■ YOUR GOAL: From the first line to the last, repeat the records exactly and skip the pictures.

------ THE INPUT

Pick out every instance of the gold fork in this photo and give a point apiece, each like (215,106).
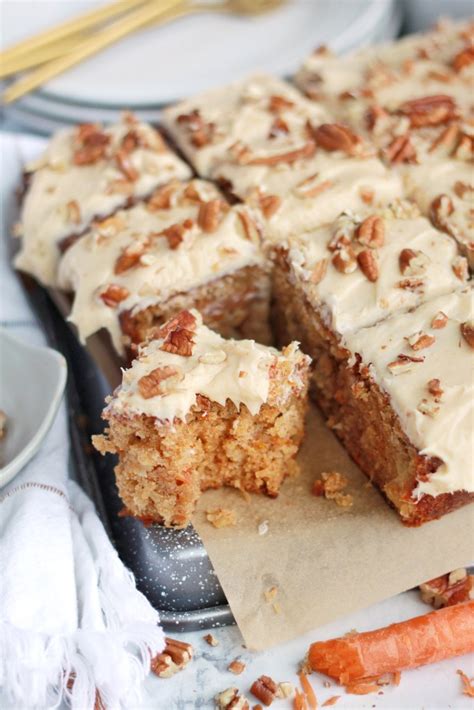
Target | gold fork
(149,13)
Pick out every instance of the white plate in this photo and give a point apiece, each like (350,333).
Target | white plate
(32,381)
(162,64)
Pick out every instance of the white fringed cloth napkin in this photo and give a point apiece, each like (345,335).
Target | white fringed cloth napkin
(73,626)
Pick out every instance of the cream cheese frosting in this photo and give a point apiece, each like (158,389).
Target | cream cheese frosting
(79,178)
(219,369)
(257,110)
(392,73)
(439,425)
(160,264)
(414,262)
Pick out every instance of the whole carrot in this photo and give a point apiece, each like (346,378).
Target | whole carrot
(425,639)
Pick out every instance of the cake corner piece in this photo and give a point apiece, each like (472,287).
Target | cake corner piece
(196,411)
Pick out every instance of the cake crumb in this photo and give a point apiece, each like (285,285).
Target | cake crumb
(221,517)
(211,640)
(330,485)
(236,667)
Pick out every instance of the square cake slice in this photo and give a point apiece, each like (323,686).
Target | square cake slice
(352,274)
(405,406)
(254,110)
(186,247)
(87,172)
(196,411)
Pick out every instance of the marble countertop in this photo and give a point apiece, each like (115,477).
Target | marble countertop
(435,687)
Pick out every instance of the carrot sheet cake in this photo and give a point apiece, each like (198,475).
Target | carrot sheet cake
(87,172)
(269,147)
(185,247)
(405,406)
(196,411)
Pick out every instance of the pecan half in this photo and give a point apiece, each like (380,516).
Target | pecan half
(174,658)
(467,331)
(439,321)
(264,689)
(149,385)
(368,264)
(463,59)
(429,110)
(371,232)
(334,136)
(401,150)
(113,295)
(210,214)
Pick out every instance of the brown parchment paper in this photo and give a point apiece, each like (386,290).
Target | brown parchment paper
(325,561)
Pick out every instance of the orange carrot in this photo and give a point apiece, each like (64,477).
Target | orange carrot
(468,687)
(425,639)
(308,691)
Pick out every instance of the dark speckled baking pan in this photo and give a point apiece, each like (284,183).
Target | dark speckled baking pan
(171,567)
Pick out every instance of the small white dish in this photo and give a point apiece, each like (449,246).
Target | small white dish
(32,381)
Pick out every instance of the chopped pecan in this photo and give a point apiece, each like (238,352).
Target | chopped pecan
(420,341)
(403,363)
(463,59)
(73,212)
(467,331)
(125,165)
(371,232)
(279,127)
(93,144)
(411,262)
(401,150)
(113,295)
(368,264)
(174,234)
(279,103)
(291,156)
(344,260)
(319,271)
(440,209)
(447,138)
(149,385)
(210,214)
(429,110)
(264,689)
(269,204)
(129,258)
(231,700)
(174,658)
(334,136)
(236,667)
(449,589)
(439,321)
(460,268)
(435,389)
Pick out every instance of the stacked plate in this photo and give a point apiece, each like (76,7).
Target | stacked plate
(165,63)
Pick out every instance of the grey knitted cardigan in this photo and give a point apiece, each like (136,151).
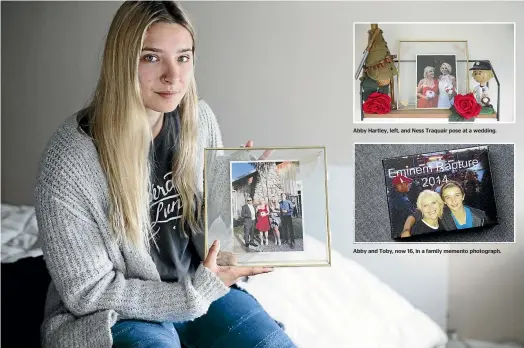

------------

■ TASK RESPONSE:
Pick out every instance of the gold fork in this photo and give a point apiece, each like (215,106).
Target | gold fork
(149,13)
Pick out every instance of the white plate in this photo and give a point apiece, each like (350,333).
Target | white plate
(32,381)
(162,64)
Pick out every instance of the white fringed cloth napkin in this photo and give a point apiece, each like (345,335).
Target | white fringed cloth napkin
(73,626)
Pick out every instance of the cream cheese frosting in this photo and give a point apiece, each like (158,389).
Target | cream cheese frosting
(79,178)
(219,369)
(257,110)
(392,73)
(439,425)
(160,264)
(414,262)
Pick out every instance of the whole carrot in this photo and give a point apiece, each like (346,378).
Target | whole carrot
(425,639)
Pick out every instance of the cake corner piece in this photo and give a point apiece, each like (472,287).
Target | cake corner piece
(196,411)
Pick out every instance of the cake crumb in this photo and give a point apiece, each like (285,285).
Target | cake crumb
(221,517)
(211,640)
(330,485)
(236,667)
Pick out every instance of the square cake slice in this photo and give a point apiece, each like (323,686).
Target | square cake slice
(352,274)
(405,406)
(254,110)
(186,247)
(87,172)
(196,411)
Pick out every instance of the marble countertop in this photo and give a point apiece, each like (115,477).
Target | marble countertop
(435,687)
Pick out every instance of the carrot sheet cake in this photo and give a point apiece, each like (198,475).
Target | carrot sheet cake
(87,172)
(269,147)
(185,247)
(405,406)
(196,411)
Pick out every instance of the pecan half in this photo and give a point apiece, each like (380,516).
Target | pecan half
(174,658)
(467,331)
(439,321)
(264,689)
(149,385)
(368,264)
(463,59)
(429,110)
(371,232)
(334,136)
(401,150)
(113,295)
(210,214)
Pick out every instance of the brown parchment paper in this photo and give a point apiece, each like (386,290).
Target | brown parchment paper
(325,561)
Pick out every instance of the orange carrot in this photo and give a point apiece, each like (64,477).
Target | orange carrot
(468,687)
(425,639)
(308,691)
Pick out every instance of the dark speckled baking pan in this photo and give a point apiece, each like (284,183).
Target | dark speckled baking pan
(171,567)
Pick out every instance of the small white dish in this photo and give a point apiece, each like (449,246).
Target | small white dish
(32,381)
Pick out every instance of the chopped pecan in this photo and give a point apiece, each like (238,352).
Target | chopped pecan
(420,341)
(403,363)
(463,59)
(73,212)
(467,331)
(125,165)
(371,232)
(279,127)
(93,144)
(411,262)
(401,150)
(113,295)
(368,264)
(174,234)
(279,103)
(291,156)
(344,260)
(319,271)
(440,209)
(447,138)
(149,385)
(210,214)
(429,110)
(264,689)
(269,204)
(129,258)
(231,700)
(174,658)
(334,136)
(236,667)
(449,589)
(439,321)
(460,268)
(435,389)
Pick out every instance of the stacked plate in this photo and give a point apiece, each like (76,7).
Target | stacked plate
(165,63)
Pick out every instance of the grey knitted cardigan in this photo and give a point apiece, each like (136,151).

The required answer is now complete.